Page text:
■ ■ ■ ■ ■ ■ ■
I use elvis as my editor on the Tivo and I can make the ^M characters disappear with a simple substitute command. If you can do this substitute in your editor you should be able to run the script.

I'll see if I can put together a proper tar file tommorrow. The original distribution was tar and nobody seemed to have any issues with that.

gary

btw - I noticed that I left printing of the Movies on. I kinda like it this way when I'm running from the command line, but this will produce a few hundred lines of output every time the command runs. If this is a problem, you can edit out the puts command on line 264.


----------



## fozzybear

Still can't see what the problem is! 

You can, however, get the script to run by issuing the command

/tvbin/tivosh moviesort.tcl


from within the directory it resides in.

BTW - The version in the zip file I downloaded extracts to 6955 bytes and there are no signs of any ^M characters.


----------



## whackit

Okay. Here's a file that worked for me. I just resaved it as a unix file in my editor. It now loads and i get this:



Code:


[B][FONT=courier new]invalid command name "24"
    while executing
"24 28 50 242 244 245 247 248 249 251 252..."
    (file "channels.tcl" line 1)
    invoked from within
"source $channels"
■ ■ ■ ■ ■ ■ ■
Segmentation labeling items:
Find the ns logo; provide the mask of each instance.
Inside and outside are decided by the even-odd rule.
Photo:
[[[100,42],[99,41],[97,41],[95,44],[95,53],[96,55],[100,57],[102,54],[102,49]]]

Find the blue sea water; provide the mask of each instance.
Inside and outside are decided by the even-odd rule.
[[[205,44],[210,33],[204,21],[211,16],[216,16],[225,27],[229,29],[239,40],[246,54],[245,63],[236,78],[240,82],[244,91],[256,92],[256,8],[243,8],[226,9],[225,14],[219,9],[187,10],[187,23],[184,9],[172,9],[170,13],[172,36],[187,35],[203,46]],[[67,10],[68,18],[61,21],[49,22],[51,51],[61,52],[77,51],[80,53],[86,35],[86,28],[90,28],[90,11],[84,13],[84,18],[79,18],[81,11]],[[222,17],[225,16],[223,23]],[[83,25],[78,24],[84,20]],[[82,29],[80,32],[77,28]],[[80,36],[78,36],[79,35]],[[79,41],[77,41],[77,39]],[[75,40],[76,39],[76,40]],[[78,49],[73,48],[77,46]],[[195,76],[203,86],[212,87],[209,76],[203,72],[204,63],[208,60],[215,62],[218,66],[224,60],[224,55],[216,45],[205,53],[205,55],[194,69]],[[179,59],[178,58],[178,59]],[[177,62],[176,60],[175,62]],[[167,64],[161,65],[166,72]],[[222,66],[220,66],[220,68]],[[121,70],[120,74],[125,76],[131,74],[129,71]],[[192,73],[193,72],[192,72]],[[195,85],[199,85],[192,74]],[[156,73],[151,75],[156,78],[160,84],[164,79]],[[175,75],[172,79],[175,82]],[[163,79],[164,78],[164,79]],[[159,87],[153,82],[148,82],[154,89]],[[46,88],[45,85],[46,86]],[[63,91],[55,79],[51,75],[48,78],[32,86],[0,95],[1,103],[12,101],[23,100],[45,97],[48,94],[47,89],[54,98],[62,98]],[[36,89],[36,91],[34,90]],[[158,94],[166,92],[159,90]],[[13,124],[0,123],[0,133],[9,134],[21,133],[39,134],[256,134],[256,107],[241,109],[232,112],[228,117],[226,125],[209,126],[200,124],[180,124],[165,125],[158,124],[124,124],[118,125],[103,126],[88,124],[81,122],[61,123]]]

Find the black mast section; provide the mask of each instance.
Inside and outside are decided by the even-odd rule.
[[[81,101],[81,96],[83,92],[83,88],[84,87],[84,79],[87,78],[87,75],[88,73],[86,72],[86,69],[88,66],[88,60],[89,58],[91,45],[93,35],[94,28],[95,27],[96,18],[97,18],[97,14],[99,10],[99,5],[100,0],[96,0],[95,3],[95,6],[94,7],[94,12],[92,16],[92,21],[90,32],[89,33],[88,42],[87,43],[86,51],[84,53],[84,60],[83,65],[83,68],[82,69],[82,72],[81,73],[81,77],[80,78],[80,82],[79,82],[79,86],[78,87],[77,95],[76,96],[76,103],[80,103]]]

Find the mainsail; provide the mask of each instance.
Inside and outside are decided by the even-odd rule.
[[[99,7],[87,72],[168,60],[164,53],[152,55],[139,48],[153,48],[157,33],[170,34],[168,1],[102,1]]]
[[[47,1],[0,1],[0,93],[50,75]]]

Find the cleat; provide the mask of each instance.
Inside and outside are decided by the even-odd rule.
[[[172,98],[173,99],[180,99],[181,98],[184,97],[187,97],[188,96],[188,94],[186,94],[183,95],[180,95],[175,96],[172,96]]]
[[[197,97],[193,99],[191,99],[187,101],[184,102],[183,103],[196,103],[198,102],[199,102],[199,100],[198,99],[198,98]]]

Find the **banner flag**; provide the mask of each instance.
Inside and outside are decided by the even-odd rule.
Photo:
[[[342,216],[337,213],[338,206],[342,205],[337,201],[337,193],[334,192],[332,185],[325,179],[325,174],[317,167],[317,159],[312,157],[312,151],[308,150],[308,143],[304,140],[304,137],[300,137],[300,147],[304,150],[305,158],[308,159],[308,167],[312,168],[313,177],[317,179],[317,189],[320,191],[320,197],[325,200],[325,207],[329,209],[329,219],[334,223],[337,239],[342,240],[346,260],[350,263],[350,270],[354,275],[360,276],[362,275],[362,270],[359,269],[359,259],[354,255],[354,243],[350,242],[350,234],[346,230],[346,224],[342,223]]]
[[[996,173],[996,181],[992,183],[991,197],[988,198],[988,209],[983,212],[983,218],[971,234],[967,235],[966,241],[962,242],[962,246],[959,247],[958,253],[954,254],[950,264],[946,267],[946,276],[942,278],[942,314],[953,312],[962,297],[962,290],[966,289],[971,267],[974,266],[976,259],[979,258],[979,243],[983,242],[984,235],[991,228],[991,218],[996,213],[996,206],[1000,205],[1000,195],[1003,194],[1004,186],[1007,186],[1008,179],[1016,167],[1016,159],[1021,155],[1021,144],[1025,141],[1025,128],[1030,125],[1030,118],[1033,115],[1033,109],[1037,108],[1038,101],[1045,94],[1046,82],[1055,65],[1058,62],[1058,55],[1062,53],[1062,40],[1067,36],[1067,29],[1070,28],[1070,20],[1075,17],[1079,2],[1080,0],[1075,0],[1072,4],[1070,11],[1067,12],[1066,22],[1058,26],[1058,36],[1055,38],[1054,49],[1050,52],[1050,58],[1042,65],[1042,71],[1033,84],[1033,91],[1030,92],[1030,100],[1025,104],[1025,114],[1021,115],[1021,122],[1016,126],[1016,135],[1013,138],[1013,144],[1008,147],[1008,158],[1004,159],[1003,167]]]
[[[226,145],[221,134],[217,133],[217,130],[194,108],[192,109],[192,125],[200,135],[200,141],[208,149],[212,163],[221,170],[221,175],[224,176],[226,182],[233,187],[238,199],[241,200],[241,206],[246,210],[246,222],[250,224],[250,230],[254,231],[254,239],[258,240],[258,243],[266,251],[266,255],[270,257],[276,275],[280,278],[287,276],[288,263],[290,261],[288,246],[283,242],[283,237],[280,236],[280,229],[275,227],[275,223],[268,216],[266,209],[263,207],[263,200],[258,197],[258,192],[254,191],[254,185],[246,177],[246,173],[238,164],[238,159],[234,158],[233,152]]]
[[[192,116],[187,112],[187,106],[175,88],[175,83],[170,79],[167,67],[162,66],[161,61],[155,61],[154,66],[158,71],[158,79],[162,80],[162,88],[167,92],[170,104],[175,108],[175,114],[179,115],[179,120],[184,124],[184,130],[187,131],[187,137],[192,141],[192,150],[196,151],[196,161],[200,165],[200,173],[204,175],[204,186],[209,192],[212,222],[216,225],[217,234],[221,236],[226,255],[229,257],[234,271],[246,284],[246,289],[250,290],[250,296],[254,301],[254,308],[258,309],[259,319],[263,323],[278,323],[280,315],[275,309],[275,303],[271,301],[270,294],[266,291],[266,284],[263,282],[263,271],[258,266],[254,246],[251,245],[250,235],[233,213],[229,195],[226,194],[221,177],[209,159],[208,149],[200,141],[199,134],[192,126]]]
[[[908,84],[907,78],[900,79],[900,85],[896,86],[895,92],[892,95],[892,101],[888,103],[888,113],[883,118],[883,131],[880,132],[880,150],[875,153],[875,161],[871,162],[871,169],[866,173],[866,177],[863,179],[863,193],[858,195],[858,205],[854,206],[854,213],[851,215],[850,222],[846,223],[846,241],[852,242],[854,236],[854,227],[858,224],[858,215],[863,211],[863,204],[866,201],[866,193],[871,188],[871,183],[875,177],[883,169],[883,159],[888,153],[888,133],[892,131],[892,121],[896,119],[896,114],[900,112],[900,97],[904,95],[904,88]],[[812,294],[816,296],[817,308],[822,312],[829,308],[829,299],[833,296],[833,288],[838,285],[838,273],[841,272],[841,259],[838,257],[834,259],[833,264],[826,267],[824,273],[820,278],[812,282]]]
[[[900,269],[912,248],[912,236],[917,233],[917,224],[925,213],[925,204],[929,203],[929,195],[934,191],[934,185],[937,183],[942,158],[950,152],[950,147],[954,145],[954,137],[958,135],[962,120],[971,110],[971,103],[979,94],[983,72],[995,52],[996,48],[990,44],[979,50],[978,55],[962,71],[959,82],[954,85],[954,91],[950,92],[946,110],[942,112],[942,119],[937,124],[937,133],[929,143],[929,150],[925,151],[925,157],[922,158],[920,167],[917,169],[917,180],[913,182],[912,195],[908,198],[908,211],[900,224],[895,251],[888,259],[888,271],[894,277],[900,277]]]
■ ■ ■ ■ ■ ■ ■
Given exercise 1: In the forum thread, on which line of the script is the puts command that prints the Movies?
Given exercise 2: From the forum thread, extract the passage starting with "from within the" and going on through "any ^M characters.".

Right answer 1: Line 264.

Right answer 2:
from within the directory it resides in.

BTW - The version in the zip file I downloaded extracts to 6955 bytes and there are no signs of any ^M characters.